### Textauszug
┏━━

Vorab möchte ich auch noch eine terminologische Klärung vornehmen: Es handelt sich bei den in Europa Einwandernden im strengen Sinne nicht um Kriegsflüchtlinge, sondern um Migranten – konkret: Wohlstandsmigranten –, da sie entweder selbst aus sicheren Ländern oder direkt aus sicheren Drittländern kommen. Das ist praktisch ausnahmslos der Fall. Ich werde mich dazu später vor allem in rechtlicher Hinsicht äussern.

I. Zur Konstellation im Mittleren Osten und kurzer historischer Rückblick


«Die mehr oder weniger schlecht oder mehr oder weniger gut – je nachdem, wie Sie wollen – völkerrechtlich beziehungsweise humanitär getarnten Aggressionskriege, ob im oder ohne den Namen der Vereinten Nationen – in Afghanistan, im Irak, in Libyen, bis zum heutigen Tag auch noch in Syrien – haben nicht nur die politische Ordnung in den betroffenen Ländern nachhaltig zerstört und sogenannte ‹gescheiterte Staaten› (‹failed states›) geschaffen, sondern eine Kettenreaktion heraufbeschworen, an deren vorläufigem Ende die unkontrollierte Masseneinwanderung nach Europa steht.»
Somit komme ich zum ersten Teil meiner Ausführungen: zur Erörterung der Konstellation im Mittleren Osten mit einem kurzen historischen Rückblick.
Persönlich darf ich hinzufügen, dass ich die Länder beziehungsweise die Region, um die es hier geht, seit den siebziger Jahren laufend besucht habe und deshalb hier ein Urteil zu formulieren suche, das nicht nur auf Zeitungslektüre, sondern auf persönlichen Beobachtungen und der Zusammenarbeit mit Intellektuellen, Politikern und Organisationen in den Ländern des Mittleren Ostens basiert.

Zusammenbruch der künstlichen Ordnung der Siegermächte

Was wir gegenwärtig beobachten, ist der Zusammenbruch der nach dem Ersten Weltkrieg durch den Willen der Siegermächte, der damaligen Kolonialmächte, aus der Konkursmasse des Osmanischen Reiches geschaffenen Ordnung. Nicht nur der sogenannte Islamische Staat (IS) von heute proklamiert das in den aktuellen Debatten so oft konstatierte «Ende von Sykes-Picot». (Damit ist der Geheimvertrag gemeint, der 1916 zwischen den Aussenministern Grossbritanniens und Frankreichs über die Aufteilung der Interessensphären in der Region des Mittleren Ostens geschlossen wurde.)

┗━━

### Vorliegende Datensätze
┏━━

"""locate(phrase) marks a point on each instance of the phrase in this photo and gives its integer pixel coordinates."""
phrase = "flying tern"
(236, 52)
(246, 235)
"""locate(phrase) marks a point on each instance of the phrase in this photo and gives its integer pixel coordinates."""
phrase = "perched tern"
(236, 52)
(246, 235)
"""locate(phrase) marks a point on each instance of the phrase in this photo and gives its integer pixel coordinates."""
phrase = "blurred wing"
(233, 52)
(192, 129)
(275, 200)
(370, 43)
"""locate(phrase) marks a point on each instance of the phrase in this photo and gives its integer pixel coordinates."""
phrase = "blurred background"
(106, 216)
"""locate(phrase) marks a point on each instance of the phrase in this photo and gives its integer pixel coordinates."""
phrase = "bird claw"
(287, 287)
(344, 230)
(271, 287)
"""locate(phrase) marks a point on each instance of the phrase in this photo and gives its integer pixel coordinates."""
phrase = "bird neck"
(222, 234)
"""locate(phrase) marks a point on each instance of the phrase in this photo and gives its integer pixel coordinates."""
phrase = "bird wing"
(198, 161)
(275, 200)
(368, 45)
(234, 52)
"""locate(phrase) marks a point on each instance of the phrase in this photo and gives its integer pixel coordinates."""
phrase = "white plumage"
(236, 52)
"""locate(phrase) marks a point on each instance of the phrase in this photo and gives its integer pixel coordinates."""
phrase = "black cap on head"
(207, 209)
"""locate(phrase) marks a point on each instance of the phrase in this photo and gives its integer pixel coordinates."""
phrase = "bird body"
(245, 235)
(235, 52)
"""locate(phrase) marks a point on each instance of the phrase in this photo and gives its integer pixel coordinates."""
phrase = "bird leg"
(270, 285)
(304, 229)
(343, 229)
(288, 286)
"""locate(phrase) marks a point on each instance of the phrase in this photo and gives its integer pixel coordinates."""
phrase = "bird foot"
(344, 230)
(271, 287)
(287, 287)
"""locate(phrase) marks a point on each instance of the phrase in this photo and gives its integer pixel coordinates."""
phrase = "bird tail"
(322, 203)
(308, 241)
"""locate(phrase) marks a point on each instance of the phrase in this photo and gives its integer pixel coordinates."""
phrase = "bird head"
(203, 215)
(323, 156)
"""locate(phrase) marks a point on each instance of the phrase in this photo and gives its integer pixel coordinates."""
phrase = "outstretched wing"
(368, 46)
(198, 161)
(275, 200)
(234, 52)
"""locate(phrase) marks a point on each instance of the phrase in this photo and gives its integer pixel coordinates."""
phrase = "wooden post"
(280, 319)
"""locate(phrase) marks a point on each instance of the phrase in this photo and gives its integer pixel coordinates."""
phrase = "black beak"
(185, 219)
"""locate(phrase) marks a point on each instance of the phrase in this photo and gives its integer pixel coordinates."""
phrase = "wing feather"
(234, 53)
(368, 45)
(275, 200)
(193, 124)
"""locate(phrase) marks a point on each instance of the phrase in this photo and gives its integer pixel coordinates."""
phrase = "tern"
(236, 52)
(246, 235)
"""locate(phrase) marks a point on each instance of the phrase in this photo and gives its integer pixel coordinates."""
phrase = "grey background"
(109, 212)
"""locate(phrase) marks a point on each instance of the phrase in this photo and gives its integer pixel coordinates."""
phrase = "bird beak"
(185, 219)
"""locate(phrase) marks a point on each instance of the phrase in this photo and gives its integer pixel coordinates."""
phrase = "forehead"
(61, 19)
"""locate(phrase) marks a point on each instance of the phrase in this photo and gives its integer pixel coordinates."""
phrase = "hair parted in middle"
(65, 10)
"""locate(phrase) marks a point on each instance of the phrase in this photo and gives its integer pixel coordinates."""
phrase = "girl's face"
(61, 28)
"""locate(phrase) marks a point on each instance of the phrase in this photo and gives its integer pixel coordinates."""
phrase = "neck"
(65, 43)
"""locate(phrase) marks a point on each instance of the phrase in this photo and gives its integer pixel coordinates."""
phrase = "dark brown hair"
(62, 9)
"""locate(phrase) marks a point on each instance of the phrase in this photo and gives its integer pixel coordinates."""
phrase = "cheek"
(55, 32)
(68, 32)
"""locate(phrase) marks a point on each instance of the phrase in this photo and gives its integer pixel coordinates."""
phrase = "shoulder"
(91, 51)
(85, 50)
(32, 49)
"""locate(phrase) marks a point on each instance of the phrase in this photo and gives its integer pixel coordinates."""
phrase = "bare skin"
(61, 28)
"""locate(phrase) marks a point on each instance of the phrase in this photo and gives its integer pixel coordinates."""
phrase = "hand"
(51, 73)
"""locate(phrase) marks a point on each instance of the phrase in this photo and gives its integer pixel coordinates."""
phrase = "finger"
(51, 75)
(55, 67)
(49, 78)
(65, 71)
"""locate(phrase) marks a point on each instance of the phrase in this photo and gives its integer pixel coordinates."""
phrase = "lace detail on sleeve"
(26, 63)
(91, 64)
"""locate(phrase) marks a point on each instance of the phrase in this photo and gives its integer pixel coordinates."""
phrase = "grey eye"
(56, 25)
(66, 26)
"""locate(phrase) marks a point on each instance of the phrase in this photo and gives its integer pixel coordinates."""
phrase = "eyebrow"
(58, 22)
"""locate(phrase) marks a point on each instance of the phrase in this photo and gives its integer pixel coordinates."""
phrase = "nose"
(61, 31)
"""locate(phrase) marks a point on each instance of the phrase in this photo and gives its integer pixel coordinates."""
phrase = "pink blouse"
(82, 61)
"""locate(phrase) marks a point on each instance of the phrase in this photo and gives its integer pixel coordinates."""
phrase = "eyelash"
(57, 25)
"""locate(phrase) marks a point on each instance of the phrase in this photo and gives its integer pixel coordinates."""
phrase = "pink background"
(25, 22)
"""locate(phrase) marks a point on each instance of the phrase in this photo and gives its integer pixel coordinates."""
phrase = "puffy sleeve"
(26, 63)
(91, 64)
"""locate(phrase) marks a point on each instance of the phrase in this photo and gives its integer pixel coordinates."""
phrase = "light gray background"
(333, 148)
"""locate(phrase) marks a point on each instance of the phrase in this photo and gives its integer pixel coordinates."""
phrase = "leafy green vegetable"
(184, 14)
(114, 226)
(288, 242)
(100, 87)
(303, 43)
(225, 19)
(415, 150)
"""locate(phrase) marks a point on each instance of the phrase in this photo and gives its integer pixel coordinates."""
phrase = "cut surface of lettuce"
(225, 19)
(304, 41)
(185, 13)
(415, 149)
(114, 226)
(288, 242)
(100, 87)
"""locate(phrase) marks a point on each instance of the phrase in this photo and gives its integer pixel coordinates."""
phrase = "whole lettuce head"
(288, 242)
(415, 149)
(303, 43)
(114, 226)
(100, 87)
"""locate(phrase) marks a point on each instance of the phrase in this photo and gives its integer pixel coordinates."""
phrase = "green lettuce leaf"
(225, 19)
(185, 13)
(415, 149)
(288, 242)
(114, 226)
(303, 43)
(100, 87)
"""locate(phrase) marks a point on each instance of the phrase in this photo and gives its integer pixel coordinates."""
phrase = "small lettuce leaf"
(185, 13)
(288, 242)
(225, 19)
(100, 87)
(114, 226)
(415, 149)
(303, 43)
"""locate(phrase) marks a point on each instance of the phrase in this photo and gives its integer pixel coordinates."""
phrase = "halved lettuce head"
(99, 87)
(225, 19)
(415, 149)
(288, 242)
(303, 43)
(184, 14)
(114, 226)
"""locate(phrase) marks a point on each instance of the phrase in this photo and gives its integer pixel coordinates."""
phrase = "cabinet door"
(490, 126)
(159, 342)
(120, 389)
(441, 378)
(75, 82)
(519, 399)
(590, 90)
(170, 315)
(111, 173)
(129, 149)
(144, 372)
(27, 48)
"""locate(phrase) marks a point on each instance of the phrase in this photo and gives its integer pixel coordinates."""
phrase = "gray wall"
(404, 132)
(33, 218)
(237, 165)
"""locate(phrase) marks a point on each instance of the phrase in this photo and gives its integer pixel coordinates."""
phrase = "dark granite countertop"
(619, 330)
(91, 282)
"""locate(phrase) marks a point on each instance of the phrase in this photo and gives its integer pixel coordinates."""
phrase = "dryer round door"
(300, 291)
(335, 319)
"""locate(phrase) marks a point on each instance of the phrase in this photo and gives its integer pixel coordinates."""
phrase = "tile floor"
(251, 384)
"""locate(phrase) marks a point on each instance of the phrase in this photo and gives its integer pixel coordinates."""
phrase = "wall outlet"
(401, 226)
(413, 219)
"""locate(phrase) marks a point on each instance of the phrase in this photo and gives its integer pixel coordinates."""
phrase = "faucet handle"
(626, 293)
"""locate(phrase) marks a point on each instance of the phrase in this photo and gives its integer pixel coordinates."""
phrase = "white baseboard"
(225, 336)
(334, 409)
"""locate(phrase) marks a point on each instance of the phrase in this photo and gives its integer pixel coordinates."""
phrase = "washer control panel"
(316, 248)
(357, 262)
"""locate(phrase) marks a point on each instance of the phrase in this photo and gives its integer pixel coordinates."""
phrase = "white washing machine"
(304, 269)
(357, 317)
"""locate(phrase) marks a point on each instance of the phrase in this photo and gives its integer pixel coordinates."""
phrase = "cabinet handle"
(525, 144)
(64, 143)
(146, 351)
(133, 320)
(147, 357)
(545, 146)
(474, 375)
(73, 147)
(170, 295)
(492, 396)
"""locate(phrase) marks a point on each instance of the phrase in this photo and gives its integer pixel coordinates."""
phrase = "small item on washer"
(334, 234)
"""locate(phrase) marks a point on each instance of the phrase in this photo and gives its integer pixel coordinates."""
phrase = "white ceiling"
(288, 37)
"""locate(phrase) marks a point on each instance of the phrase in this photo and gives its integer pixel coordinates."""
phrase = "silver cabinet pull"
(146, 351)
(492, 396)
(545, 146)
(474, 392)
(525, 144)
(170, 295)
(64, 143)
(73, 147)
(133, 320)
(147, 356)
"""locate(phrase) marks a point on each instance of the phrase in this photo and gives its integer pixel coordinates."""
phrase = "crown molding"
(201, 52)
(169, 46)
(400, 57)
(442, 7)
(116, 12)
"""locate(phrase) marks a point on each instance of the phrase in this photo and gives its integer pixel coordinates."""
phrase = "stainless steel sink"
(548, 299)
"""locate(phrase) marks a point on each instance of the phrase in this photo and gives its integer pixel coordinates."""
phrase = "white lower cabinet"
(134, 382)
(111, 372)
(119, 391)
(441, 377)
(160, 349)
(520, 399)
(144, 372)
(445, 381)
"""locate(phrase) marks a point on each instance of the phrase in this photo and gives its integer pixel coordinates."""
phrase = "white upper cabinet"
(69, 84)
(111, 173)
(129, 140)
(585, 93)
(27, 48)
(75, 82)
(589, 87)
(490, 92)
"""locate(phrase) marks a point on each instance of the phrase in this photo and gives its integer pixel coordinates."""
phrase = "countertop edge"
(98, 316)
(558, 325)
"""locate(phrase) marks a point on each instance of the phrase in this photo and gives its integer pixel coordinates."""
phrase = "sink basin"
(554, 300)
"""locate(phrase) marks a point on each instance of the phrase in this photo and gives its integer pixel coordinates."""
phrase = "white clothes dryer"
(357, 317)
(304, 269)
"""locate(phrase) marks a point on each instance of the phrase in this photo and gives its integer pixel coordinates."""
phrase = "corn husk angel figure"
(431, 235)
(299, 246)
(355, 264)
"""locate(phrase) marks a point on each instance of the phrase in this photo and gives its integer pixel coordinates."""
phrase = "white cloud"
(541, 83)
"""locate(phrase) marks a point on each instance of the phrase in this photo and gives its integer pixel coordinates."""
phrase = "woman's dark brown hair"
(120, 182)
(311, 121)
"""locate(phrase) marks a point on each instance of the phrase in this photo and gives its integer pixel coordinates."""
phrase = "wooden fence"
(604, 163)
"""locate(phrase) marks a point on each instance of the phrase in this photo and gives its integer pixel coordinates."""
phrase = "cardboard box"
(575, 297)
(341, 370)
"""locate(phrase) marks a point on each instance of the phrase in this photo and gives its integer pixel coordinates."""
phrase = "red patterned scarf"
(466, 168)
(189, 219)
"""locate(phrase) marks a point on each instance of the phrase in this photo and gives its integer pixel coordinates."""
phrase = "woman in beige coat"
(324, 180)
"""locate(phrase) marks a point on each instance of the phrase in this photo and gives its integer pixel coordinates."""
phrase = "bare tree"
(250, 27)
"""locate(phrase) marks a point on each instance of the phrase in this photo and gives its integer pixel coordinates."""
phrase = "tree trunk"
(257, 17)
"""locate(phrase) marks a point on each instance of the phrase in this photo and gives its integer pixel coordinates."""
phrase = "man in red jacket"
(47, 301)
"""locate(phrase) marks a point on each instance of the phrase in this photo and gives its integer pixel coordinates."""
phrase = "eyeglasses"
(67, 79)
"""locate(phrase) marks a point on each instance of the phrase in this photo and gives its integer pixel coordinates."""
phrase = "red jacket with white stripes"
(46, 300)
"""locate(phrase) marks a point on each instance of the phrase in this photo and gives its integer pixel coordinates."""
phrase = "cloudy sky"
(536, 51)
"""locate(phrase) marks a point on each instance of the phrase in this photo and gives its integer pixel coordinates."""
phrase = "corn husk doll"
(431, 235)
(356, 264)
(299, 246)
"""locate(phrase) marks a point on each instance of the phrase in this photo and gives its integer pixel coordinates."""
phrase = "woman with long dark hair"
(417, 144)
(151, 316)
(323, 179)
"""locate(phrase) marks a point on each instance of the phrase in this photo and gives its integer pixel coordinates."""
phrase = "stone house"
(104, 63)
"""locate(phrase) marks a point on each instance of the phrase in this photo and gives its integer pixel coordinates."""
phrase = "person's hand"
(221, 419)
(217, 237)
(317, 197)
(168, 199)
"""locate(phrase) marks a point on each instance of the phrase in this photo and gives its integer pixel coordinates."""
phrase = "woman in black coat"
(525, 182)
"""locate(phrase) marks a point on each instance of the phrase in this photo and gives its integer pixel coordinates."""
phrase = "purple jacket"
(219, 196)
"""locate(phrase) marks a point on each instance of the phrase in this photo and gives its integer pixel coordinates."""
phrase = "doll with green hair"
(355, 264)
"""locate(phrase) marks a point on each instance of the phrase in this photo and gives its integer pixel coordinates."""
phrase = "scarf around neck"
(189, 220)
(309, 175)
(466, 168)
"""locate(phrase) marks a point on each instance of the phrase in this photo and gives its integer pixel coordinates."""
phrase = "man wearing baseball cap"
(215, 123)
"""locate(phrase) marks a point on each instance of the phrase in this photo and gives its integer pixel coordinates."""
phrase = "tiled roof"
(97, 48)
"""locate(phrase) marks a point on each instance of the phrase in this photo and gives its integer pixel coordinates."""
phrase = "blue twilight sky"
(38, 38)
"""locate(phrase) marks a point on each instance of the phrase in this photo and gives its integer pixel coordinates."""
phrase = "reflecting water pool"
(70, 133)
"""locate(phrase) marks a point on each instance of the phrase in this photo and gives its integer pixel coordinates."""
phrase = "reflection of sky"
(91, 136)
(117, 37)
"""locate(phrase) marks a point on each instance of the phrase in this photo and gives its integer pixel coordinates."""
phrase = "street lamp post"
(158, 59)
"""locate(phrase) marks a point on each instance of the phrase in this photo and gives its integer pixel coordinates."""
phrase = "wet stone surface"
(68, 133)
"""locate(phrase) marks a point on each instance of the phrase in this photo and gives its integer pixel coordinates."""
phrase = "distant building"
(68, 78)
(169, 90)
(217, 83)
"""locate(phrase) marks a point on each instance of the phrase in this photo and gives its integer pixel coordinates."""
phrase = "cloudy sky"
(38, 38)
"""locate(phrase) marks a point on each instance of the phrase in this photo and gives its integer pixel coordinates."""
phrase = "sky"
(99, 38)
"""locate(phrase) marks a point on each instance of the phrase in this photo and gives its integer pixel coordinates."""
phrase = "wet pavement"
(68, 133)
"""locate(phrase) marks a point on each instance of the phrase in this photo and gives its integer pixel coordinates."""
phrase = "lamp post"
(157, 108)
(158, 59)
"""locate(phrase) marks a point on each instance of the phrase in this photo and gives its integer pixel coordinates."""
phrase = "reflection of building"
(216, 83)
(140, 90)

┗━━

### Aufgaben
[1] In welchem Jahr und zwischen wem wurde laut dem Textauszug über den Mittleren Osten der Geheimvertrag geschlossen, auf den sich das „Ende von Sykes-Picot“ bezieht?
[2] Schreibe den Textauszug über den Mittleren Osten im Anschluss an seinen letzten Satz weiter.

### Antworten je Aufgabe
[1] 1916 zwischen den Aussenministern Grossbritanniens und Frankreichs.

[2]
Man muss hier auch folgendes festhalten: Die im Vergleich zur nachfolgenden Ordnung gewissermassen – vielleicht ist das auch ein bisschen nostalgisch gesagt – harmonische politische Geographie des Osmanischen Reiches – mit historisch gewachsenen Räumen als Verwaltungseinheiten – wurde von künstlichen, oftmals ethnisch inhomogenen Staatsgebieten nach dem Muster europäischer Nationalstaaten abgelöst, was konkret oftmals bedeutete, dass man die Siedlungsgebiete ganzer Völker willkürlich durchtrennte – siehe das Schicksal der Kurden – oder dass man Ministaaten gleichsam als Domaine réservé der jeweiligen Grossmachtinteressen aus historisch gewachsenen Einheiten herausschnitt. Faktum ist – wie immer man dazu stehen mag –, dass zum Beispiel der Ölstaat Kuwait aus der seinerzeitigen Vilayet Basra herausgelöst wurde. (Vilayet ist ein Verwaltungsbezirk in der Zeit des Osmanischen Reiches.) Kuwait und das Gebiet der heutigen Stadt Basra im Irak waren eine historisch gewachsene Verwaltungseinheit.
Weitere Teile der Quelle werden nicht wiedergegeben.